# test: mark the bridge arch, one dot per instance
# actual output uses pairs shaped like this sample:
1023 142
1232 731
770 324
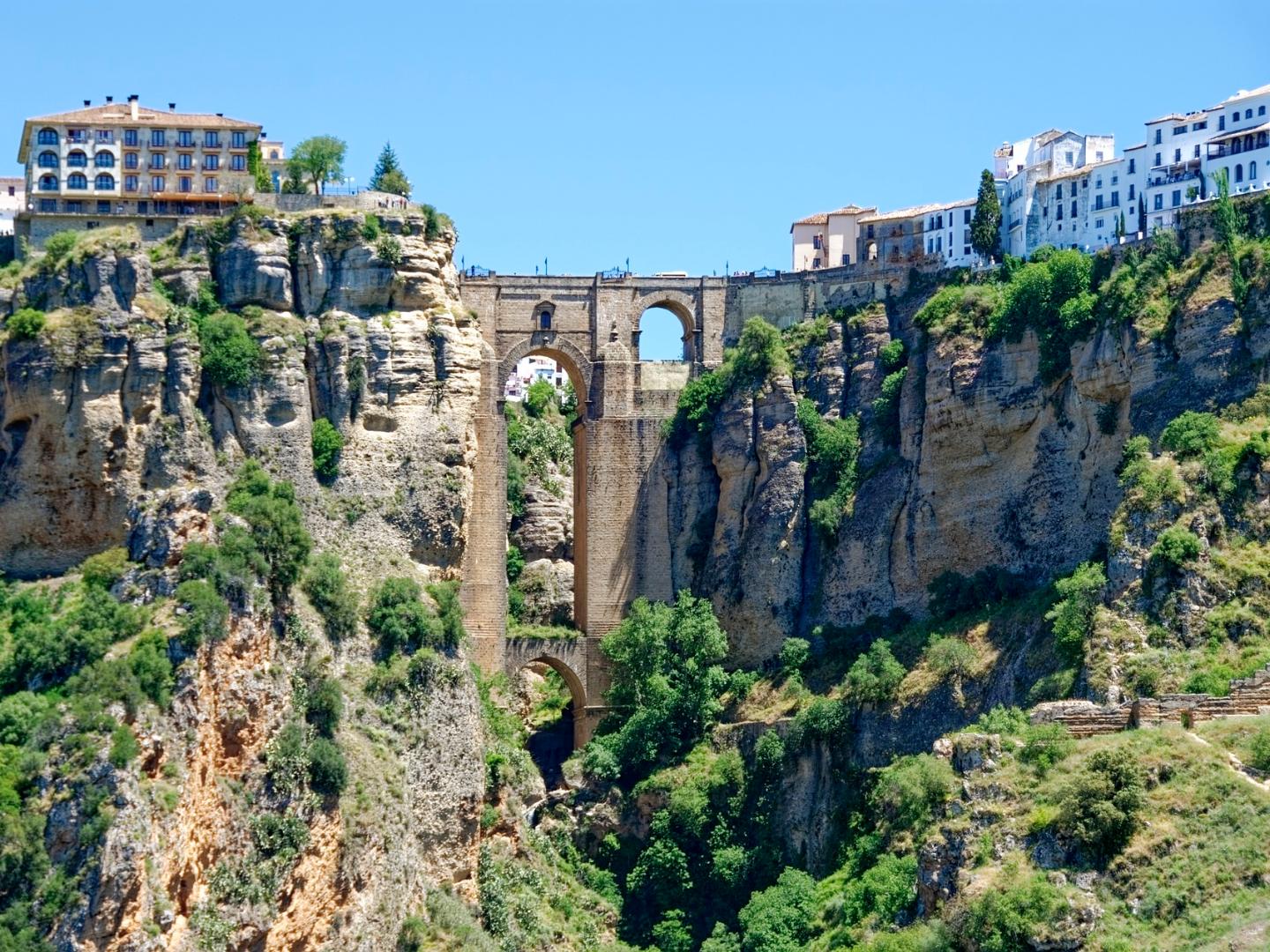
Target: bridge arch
678 303
564 352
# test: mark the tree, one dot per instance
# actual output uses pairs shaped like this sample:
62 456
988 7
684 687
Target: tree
986 224
389 175
319 160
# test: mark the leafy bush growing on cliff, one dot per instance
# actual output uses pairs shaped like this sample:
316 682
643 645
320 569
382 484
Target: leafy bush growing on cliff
326 587
25 324
230 357
833 449
326 443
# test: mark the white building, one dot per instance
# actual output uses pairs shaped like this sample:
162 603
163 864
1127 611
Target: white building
1186 150
1042 163
13 197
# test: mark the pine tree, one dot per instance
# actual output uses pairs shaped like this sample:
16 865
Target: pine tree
387 175
986 225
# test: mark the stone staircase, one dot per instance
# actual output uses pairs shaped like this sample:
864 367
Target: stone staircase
1085 718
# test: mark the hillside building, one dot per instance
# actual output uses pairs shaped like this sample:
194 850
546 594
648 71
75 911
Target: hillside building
122 163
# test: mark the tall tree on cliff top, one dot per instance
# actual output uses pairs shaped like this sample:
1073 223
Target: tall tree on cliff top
318 160
986 225
387 175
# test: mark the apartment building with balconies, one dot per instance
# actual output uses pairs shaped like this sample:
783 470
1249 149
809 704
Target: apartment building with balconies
121 163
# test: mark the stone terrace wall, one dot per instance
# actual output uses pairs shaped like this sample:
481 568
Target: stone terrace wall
1084 718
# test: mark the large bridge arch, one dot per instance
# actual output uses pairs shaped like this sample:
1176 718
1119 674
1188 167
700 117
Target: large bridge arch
621 536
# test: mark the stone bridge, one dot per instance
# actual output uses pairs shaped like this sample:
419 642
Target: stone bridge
592 328
591 325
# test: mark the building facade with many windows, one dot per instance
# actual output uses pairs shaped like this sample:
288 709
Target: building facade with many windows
100 164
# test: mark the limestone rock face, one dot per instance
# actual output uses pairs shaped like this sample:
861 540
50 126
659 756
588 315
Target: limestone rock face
253 268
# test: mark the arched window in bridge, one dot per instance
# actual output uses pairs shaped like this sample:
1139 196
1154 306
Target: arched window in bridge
661 335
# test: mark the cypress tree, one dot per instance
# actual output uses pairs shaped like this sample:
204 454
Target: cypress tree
986 224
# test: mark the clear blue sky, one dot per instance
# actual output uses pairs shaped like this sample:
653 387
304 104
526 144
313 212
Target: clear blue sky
678 135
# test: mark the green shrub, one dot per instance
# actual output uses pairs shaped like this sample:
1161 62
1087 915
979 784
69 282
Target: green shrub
1072 616
796 654
1259 747
25 324
123 747
1102 805
908 792
875 675
950 657
1045 746
329 591
60 245
892 355
399 620
387 249
1175 547
324 706
1192 435
328 773
1010 918
326 443
230 355
206 614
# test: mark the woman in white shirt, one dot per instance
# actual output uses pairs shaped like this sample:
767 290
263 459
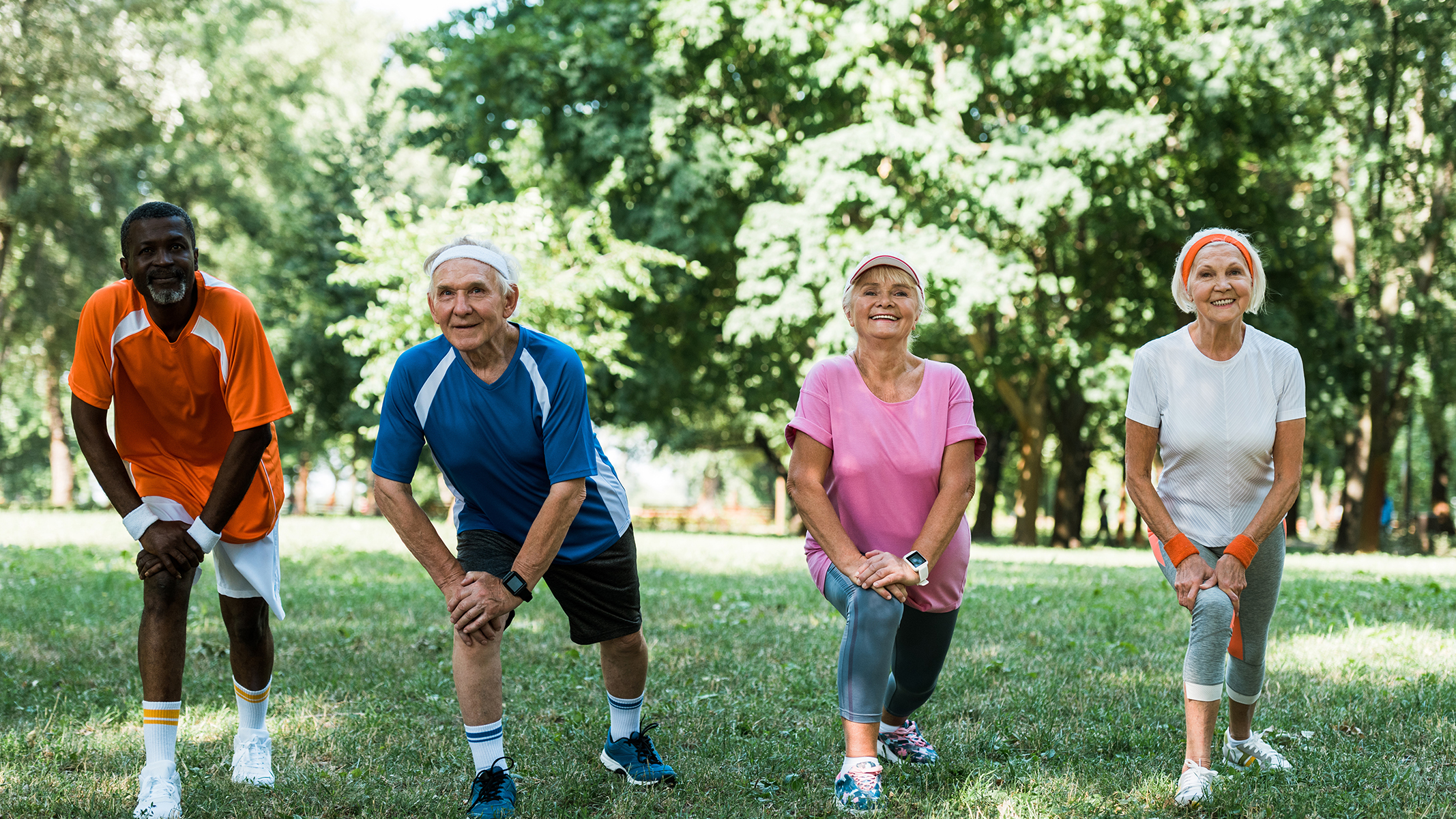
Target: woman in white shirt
1225 404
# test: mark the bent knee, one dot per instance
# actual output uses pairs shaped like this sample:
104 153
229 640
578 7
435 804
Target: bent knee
874 611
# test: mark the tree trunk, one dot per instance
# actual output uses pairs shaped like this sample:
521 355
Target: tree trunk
1069 416
1031 425
1439 436
993 462
300 486
63 472
1352 499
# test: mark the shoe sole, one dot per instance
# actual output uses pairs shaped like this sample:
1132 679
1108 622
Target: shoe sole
617 768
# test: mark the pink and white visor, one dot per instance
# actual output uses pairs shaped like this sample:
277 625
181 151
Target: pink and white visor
874 260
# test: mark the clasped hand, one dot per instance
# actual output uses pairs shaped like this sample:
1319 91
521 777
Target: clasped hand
478 605
166 547
1194 576
888 575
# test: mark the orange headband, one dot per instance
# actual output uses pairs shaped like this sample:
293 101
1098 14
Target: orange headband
1210 240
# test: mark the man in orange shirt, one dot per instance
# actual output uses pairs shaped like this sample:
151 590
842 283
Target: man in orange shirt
194 470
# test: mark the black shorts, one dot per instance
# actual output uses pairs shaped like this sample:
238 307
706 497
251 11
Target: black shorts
600 597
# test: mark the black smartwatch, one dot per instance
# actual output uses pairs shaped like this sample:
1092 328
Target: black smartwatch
516 585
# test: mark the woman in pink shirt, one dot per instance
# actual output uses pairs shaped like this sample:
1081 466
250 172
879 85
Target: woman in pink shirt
883 470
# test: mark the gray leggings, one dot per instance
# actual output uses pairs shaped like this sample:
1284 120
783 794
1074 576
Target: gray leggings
890 655
1212 633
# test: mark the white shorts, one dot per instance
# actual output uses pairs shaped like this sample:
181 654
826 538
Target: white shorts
244 570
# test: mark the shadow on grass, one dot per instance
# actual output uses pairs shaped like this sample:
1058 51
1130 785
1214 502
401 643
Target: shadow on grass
1060 697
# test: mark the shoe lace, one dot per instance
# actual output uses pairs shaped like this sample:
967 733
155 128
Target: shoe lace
643 745
910 732
865 777
491 781
254 752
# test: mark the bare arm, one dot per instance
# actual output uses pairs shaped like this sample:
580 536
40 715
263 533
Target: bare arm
957 489
486 598
809 467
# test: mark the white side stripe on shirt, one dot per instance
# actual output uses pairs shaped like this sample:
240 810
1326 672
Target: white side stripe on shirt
205 331
542 395
613 496
427 394
133 324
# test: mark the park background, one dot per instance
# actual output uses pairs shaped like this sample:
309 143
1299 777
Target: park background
686 182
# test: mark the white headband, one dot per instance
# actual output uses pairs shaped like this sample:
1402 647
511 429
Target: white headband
478 254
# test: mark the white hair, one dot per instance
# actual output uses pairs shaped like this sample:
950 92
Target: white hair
1258 285
506 278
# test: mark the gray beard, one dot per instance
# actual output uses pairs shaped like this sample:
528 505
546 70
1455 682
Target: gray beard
168 295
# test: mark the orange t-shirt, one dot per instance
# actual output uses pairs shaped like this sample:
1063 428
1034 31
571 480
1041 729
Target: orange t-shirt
179 403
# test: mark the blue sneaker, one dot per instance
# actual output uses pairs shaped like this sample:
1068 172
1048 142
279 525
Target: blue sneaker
906 744
493 794
637 760
858 789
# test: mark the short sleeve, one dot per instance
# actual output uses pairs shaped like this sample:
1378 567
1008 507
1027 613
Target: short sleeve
811 416
567 435
91 367
401 437
254 394
1292 388
961 418
1145 400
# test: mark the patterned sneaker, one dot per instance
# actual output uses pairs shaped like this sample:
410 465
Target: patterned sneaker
906 744
160 793
858 789
252 758
637 760
1254 751
1194 784
493 793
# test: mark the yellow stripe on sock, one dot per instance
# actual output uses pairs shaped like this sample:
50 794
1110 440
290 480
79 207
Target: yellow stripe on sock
249 697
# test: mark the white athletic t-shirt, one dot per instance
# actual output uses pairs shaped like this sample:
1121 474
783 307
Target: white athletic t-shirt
1216 426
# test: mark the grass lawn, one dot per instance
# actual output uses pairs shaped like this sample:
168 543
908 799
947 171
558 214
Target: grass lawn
1062 695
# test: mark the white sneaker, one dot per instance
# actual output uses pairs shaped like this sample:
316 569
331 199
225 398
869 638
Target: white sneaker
160 793
252 758
1254 749
1194 784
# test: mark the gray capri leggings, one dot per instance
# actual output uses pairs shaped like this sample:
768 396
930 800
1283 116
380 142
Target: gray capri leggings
890 655
1212 631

**Task statement:** From the listing above, print every entry precisely and drop the pictures.

**Expected answer:**
# test: mark the bridge arch, one dot per instance
# actual output uses pairs shaped like this sample:
1023 142
1232 731
770 324
Target: bridge arch
678 303
564 352
# test: mark the tree, one dot per instance
# actual output uses pairs shaped like this sample:
62 456
988 7
684 687
Target: tree
986 224
389 175
319 160
# test: mark the leafy bush growing on cliff, one dot per instance
# actual output uses pairs shaped like this sample:
316 682
643 645
320 569
382 484
Target: leafy bush growing on cliff
326 587
25 324
230 357
833 449
326 443
# test: mark the white building, one dot per instance
# actual output uses pairs shaped like this sample:
162 603
163 864
1127 611
Target: white building
1186 150
1042 163
13 197
# test: mark the pine tree, one dot per instance
# actual output uses pairs shaped like this sample:
16 865
Target: pine tree
387 175
986 225
# test: mark the stone staircase, one dot per instance
# actual output uses pairs shaped like this sample:
864 367
Target: stone staircase
1085 718
# test: mark the hillside building, one dot per instance
# actual output uses pairs shaped like this sample:
194 850
546 594
648 71
75 911
Target: hillside building
122 163
# test: mark the tall tree on cliff top, one dot per instance
# actual output uses pairs shaped like this sample:
1073 223
Target: tall tree on cliff top
318 160
986 225
387 175
# test: mark the apartment building with balconies, one dot per instance
# actual output uses pairs shaped like this sample:
783 470
1249 149
809 704
Target: apartment building with balconies
121 163
# test: mark the stone terrace wall, one dot per instance
# actual output uses pairs shaped like this sample:
481 568
Target: stone terrace wall
1084 718
# test: mark the large bridge arch, one dot per instance
# actual output uses pairs shaped like this sample:
1176 718
1119 674
1188 167
700 117
Target: large bridge arch
621 536
# test: mark the stone bridge, one dot per instance
# actual output uses pairs shaped like this sample:
419 642
Target: stone bridge
592 328
591 325
# test: mark the building facade with many windows, one dot per instance
# actual output uses pairs shaped like this sample:
288 709
Target: building facade with many windows
100 164
# test: mark the limestone rock face, one dot per instance
# actual output uses pairs shaped like this sample:
861 540
50 126
659 756
588 315
Target: limestone rock face
253 268
# test: mark the arched window in bridge, one dot per instance
# actual output uses pairs shaped like this sample:
1139 196
1154 306
Target: arched window in bridge
661 335
# test: mark the cypress tree, one dot per instance
# actual output uses pairs shaped like this sample:
204 454
Target: cypress tree
986 224
# test: mark the clear blue sky, one dot per instance
# actual output uses pairs shaped like this sample:
653 387
304 104
526 144
313 212
Target: clear blue sky
678 135
# test: mark the green shrub, one dot per instance
# actual output uses pairs shaped like this sample:
1161 62
1087 915
979 784
69 282
Target: green shrub
1072 616
796 654
1259 747
25 324
123 747
1102 805
908 792
875 675
950 657
1045 746
329 591
60 245
892 355
399 620
387 249
1175 547
324 706
1192 435
328 773
1010 918
326 443
230 355
206 614
# test: mark the woman in white shirt, one dot per instance
# actual output uses pairs shaped like this sample:
767 290
263 459
Target: woman in white shirt
1225 404
# test: mark the bent knee, one dot per instance
# actual output uses pairs shaped like this sample:
104 153
229 640
578 7
435 804
Target: bent knee
874 611
# test: mark the tree trunk, one dot per instance
# actual output uses pairs shaped like this sample:
521 355
Target: tree trunk
1069 416
1031 425
1439 436
993 462
300 486
63 472
1352 499
# test: mark the shoe sole, one dot per instance
# actual output uses pairs shaped like this sample:
1132 679
1108 622
Target: shoe sole
617 768
# test: mark the pink and white visor, one dot per instance
# actual output uses pairs shaped like this sample:
277 625
181 151
Target: pink and white visor
874 260
# test: mark the clasped hand, one dot per instance
# actual output uses pairs shaped like this sample:
1319 91
521 777
Target: clasped hand
478 605
166 547
1194 576
888 575
# test: mark the orange headband, one dot per instance
# actual output uses pairs shaped like this sample:
293 101
1098 14
Target: orange headband
1210 240
# test: mark the man in orange shirt, one dot per instance
# actual output uses pairs shaped like this sample:
151 590
842 283
Target: man in orange shirt
194 470
# test: mark the black shorts, one dot per instance
# actual output uses pairs shaped like this sample:
238 307
706 497
251 11
Target: black shorts
600 597
# test: mark the black smartwatch, one dot per instance
# actual output uses pairs shaped like this sample:
1092 328
Target: black smartwatch
516 585
# test: mark the woman in pink shirt, one dot per instance
# actual output uses pairs shaped like this sample:
1081 466
250 172
879 85
Target: woman in pink shirt
883 470
# test: mark the gray leggings, one dot per instance
# actual output uses pairs shaped like this sample:
1284 120
783 794
1074 576
Target: gray leggings
890 655
1212 633
# test: mark the white shorts, one dot per instance
# actual output uses pairs shaped like this sample:
181 654
826 538
Target: white shorts
244 570
# test: mark the shadow on grass, one dot per instance
# actual output uses pairs shaped like this sample:
1058 51
1130 785
1214 502
401 643
Target: shadow on grass
1060 697
# test: mark the shoe lace, one dot per instance
# actual output uses pairs shaped like this sample:
967 733
155 128
Target: shoe lace
643 745
910 732
865 777
491 781
254 752
# test: mark the bare arm, one dot per instance
# actual output uses pairs shaped like this sample:
580 536
40 715
263 533
Target: bare arm
957 489
486 598
809 467
# test: mark the white side stripe on shirt, one dot per instance
# actual output uses pairs shaped like this sample:
240 810
1326 672
Target: white side stripe on shirt
205 331
542 395
613 496
427 394
133 324
# test: mark the park background, one dot per instance
# actual output uses pairs shaped like this sample:
309 143
1299 777
Target: park background
686 182
# test: mark the white headband, one dot per instance
# actual output uses pairs shaped like this sample:
1402 647
511 429
Target: white headband
478 254
# test: mark the white hair, one dot per instance
# actual output uses pairs shaped like this sample:
950 92
Target: white hair
1258 285
506 278
# test: mark the gray beard, one dot per instance
# actual output uses pairs shaped like this sample:
528 505
546 70
1455 682
Target: gray beard
168 295
# test: mark the orange t-shirt, one dot per instance
# actual output uses pairs shaped like this sample:
1063 428
1034 31
571 480
1041 729
Target: orange t-shirt
179 403
# test: mark the blue sneaker, one dot per instance
# actual output uses pairs shaped like this sample:
1068 172
1048 142
279 525
Target: blue sneaker
906 744
493 794
637 760
858 789
# test: mark the short sleeve, one dot per instance
# actual output uses pairs shaped like this sample:
1378 567
1008 507
1027 613
Target: short sleeve
811 416
567 435
91 367
401 437
254 394
1292 388
961 418
1145 400
# test: mark the patterned sneaker, one dot per instance
# actual output uses pairs shaped like this sample:
410 465
Target: patterned sneaker
906 744
160 793
858 789
252 758
637 760
1254 751
1194 784
493 793
# test: mark the yellow stripe on sock, one dot per instance
# actual output uses pairs shaped like this sample:
50 794
1110 440
290 480
79 207
Target: yellow stripe on sock
249 697
# test: mark the white athletic t-shirt, one dot per instance
# actual output uses pairs shaped like this sample:
1121 474
783 307
Target: white athletic t-shirt
1216 426
# test: mark the grass lawn, one dot per instance
# actual output uses pairs shaped like this sample:
168 543
908 799
947 171
558 214
Target: grass lawn
1062 695
# test: mark the white sneaker, one dot per instance
# actual output uses pairs shaped like this sample:
316 569
331 199
225 398
869 638
Target: white sneaker
160 793
252 758
1254 749
1194 784
# test: mark the gray capri leggings, one dot per instance
# actual output uses pairs shaped like this sample:
768 396
930 800
1283 116
380 142
Target: gray capri leggings
890 655
1212 631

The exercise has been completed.